_Instruction_
Swap "plastic chair" for "metal chair" in the rows starting at the first one and ending at the line that contains "(2, 250), (105, 357)". Then write out those lines again with nothing else changed.

_Rows from an annotation dataset_
:::

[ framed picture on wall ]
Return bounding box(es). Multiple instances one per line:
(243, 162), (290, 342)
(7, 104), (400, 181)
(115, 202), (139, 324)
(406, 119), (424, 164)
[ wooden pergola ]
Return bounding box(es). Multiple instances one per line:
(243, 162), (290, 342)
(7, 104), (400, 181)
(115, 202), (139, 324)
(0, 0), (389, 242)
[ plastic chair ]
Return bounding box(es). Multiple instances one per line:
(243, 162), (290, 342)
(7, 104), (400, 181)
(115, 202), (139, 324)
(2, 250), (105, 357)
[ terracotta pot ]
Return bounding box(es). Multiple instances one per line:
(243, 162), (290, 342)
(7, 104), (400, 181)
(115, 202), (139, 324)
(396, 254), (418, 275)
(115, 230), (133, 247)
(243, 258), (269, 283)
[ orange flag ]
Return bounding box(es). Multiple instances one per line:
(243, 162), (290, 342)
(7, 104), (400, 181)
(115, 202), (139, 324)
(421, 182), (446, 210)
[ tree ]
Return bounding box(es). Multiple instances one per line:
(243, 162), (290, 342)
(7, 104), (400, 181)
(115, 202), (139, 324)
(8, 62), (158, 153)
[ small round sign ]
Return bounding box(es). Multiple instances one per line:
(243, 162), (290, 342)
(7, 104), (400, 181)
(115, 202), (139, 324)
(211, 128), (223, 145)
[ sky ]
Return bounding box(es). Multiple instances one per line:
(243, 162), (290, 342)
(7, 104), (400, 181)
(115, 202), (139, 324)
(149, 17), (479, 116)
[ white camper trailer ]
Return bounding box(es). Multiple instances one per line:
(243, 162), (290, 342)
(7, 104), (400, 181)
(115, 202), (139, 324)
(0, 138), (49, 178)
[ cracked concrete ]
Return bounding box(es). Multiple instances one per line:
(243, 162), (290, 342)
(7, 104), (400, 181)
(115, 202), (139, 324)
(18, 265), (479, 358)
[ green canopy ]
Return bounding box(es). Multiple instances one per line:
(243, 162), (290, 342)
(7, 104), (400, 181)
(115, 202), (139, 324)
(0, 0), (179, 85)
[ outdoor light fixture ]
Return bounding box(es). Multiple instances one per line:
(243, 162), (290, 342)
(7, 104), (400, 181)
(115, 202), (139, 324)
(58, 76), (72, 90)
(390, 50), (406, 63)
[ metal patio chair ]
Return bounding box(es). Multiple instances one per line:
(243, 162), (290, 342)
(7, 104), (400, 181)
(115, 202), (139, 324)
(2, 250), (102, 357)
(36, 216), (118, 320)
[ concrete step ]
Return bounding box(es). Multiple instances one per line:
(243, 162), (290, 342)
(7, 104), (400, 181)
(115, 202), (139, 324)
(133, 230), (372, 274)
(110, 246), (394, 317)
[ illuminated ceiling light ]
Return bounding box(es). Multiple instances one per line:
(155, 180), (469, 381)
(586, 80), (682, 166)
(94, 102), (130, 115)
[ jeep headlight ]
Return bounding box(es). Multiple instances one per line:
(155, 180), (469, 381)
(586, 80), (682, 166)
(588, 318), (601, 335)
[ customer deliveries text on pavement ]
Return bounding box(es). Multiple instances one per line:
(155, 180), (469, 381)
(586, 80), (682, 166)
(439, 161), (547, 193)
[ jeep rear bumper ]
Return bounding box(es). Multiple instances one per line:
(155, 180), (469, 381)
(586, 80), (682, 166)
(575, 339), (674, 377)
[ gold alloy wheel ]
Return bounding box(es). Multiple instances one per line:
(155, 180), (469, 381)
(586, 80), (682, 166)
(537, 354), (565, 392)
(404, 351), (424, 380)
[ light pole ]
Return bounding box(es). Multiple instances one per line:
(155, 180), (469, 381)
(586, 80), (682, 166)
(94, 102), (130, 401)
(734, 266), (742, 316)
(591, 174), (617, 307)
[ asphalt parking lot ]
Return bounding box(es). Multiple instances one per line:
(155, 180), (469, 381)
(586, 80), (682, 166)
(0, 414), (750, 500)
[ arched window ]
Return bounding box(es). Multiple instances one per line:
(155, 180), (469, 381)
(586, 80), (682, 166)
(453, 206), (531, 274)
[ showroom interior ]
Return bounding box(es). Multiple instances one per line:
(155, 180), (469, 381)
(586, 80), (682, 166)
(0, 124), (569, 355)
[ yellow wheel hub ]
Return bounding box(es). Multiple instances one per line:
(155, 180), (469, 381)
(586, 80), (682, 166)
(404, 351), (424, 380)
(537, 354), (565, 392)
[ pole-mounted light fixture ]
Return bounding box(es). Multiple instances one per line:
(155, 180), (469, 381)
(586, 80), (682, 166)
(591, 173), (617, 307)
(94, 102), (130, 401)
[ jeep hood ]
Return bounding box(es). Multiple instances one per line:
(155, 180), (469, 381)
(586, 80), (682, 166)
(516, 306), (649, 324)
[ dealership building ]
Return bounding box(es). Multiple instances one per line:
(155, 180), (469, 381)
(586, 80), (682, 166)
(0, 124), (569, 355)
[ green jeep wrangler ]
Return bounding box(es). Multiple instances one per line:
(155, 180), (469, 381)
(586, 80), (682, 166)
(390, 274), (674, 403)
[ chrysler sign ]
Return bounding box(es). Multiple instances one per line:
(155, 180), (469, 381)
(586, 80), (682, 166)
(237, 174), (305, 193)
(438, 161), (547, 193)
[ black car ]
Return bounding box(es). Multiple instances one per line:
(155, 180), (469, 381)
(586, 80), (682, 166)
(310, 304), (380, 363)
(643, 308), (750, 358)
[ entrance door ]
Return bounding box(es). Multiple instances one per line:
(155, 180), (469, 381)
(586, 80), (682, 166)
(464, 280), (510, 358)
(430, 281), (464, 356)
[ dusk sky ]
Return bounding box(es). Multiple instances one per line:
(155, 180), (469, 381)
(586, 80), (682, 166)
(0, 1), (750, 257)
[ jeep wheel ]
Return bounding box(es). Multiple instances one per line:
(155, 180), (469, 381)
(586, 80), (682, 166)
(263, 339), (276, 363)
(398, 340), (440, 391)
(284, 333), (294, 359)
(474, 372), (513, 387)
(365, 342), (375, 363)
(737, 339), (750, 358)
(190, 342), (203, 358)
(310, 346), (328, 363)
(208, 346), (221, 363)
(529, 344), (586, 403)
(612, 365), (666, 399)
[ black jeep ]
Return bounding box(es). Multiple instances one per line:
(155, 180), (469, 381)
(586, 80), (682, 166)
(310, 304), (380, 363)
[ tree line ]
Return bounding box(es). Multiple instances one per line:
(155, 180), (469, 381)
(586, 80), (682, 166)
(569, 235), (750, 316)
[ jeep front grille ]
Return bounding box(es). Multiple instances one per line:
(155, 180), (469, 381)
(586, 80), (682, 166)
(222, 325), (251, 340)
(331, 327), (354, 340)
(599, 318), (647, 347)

:::

_Completed exercise_
[ framed picture on wall ]
Return bounding box(es). Multiple instances one per line:
(243, 162), (290, 342)
(7, 104), (400, 181)
(115, 202), (139, 324)
(406, 119), (424, 164)
[ wooden pergola ]
Return bounding box(es). Multiple instances one per line:
(243, 162), (290, 342)
(7, 104), (400, 181)
(115, 202), (139, 324)
(0, 0), (389, 242)
[ metal chair ]
Return bounding box(es). Multiple instances one per line:
(243, 162), (290, 342)
(7, 104), (400, 181)
(115, 202), (139, 324)
(2, 250), (105, 357)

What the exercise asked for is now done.